Listed entries.
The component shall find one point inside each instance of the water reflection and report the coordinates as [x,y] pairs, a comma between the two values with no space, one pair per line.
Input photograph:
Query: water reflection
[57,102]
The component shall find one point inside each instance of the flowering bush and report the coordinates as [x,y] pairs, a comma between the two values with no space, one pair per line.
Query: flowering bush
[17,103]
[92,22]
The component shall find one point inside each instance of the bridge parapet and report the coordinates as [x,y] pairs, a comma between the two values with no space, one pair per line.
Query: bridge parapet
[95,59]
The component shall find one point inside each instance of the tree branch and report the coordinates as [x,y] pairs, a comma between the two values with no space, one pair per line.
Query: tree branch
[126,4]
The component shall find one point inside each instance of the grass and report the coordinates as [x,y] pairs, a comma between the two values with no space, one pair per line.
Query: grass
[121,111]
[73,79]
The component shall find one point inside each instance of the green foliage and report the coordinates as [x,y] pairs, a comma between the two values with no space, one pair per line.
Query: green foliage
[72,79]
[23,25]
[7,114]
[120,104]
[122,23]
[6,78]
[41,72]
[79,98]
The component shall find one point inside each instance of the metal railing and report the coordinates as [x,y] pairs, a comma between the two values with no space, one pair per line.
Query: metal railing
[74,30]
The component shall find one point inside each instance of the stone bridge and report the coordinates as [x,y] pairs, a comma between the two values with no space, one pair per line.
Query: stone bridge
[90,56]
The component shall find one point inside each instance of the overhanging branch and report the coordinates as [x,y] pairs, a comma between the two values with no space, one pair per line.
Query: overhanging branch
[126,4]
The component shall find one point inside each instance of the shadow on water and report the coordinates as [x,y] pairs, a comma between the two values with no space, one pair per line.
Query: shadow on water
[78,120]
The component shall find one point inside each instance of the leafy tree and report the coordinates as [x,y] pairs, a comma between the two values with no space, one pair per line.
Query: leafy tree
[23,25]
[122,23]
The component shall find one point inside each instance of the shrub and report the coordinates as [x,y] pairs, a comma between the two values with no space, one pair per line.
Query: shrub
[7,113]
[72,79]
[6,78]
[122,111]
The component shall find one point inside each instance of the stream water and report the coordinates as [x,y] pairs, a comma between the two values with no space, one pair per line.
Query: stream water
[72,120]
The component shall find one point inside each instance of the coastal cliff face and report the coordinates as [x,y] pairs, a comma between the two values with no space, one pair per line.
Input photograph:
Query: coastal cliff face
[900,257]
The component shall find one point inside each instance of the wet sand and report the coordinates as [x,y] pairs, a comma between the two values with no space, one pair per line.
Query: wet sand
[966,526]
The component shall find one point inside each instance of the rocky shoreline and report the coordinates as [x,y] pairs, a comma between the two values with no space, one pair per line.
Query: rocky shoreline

What you are asked to do. Give every line of the rows above as a JSON list of strings, one string per line, and leave out any blank lines.

Answer.
[
  "The component shall find one point inside each instance of the water reflection and report the coordinates as [x,y] pairs, a comma between the two values with no space, one pair per line.",
  "Input photograph:",
  "Query: water reflection",
  "[57,102]",
  "The component shall find one point inside each instance of the flowering bush and report the coordinates as [x,y] pairs, a comma between the two values with no space, one pair per line.",
  "Query: flowering bush",
  "[17,103]",
  "[92,22]",
  "The component shall find one point inside each instance of the bridge parapet and report the coordinates as [x,y] pairs, a comma between the two values with no space, one pair per line.",
  "Query: bridge parapet",
  "[95,59]",
  "The component shall find one point inside each instance of the tree branch and report the coordinates as [x,y] pairs, a comma between the two values with no space, one pair per line.",
  "Query: tree branch",
  "[126,4]",
  "The component shall find one point inside each instance of the grass and report the coordinates as [x,y] pairs, a comma between the two values with no space, one pair per line.",
  "Query: grass",
  "[121,111]",
  "[73,79]",
  "The component shall find one point inside each instance of the green foliage and report the coordinates as [x,y] pairs, a comma between the two values with no space, one pair per line.",
  "Query: green foliage",
  "[72,79]",
  "[23,25]",
  "[7,114]",
  "[120,104]",
  "[122,23]",
  "[6,78]",
  "[41,72]",
  "[79,98]",
  "The component shall find one point inside each instance of the metal railing and report the coordinates as [x,y] pairs, a comma between the two values with no space, one pair per line.",
  "Query: metal railing",
  "[74,30]",
  "The component shall find one point inside each instance of the stone bridge and report the coordinates as [x,y] pairs, a comma between the two values with no space, one pair per line.",
  "Query: stone bridge",
  "[90,56]",
  "The component shall find one point inside each instance of the overhanging branch and report the coordinates as [x,y] pairs, a comma between the two values with no space, one pair per line.",
  "Query: overhanging branch",
  "[126,4]",
  "The component shall find one point inside each instance of the shadow on water and report the coordinates as [x,y] pairs, a comma between the two values with no space, one pair per line.",
  "Query: shadow on water",
  "[78,120]",
  "The component shall find one point inside each instance of the leafy tree and report the coordinates as [x,y] pairs, a comma between the two values with no space, one pair per line.",
  "Query: leafy tree",
  "[23,25]",
  "[122,23]",
  "The component shall find one point inside each instance of the shrub and report the coordinates as [x,y] pairs, a comma between the two values with no space, one pair per line.",
  "Query: shrub",
  "[7,113]",
  "[72,79]",
  "[6,78]",
  "[122,111]",
  "The component shall find one point inside each instance of the stream water and report the coordinates as [x,y] pairs, a comma between the two values with no space, one pair per line.",
  "Query: stream water",
  "[72,120]",
  "The component shall find one point inside each instance of the coastal cliff face and report the coordinates as [x,y] pairs, a comma between the two values with no space, one pair per line.",
  "Input photograph:",
  "Query: coastal cliff face",
  "[900,257]",
  "The component shall find one point inside each instance of the wet sand and report the coordinates as [x,y] pairs, a comma between the two values with no space, one pair per line.",
  "Query: wet sand",
  "[966,526]",
  "The component shall find one point inside each instance of the rocky shoreline and report the coordinates as [x,y] pairs, a comma between the two values with no space, one pair per line.",
  "Query: rocky shoreline"
]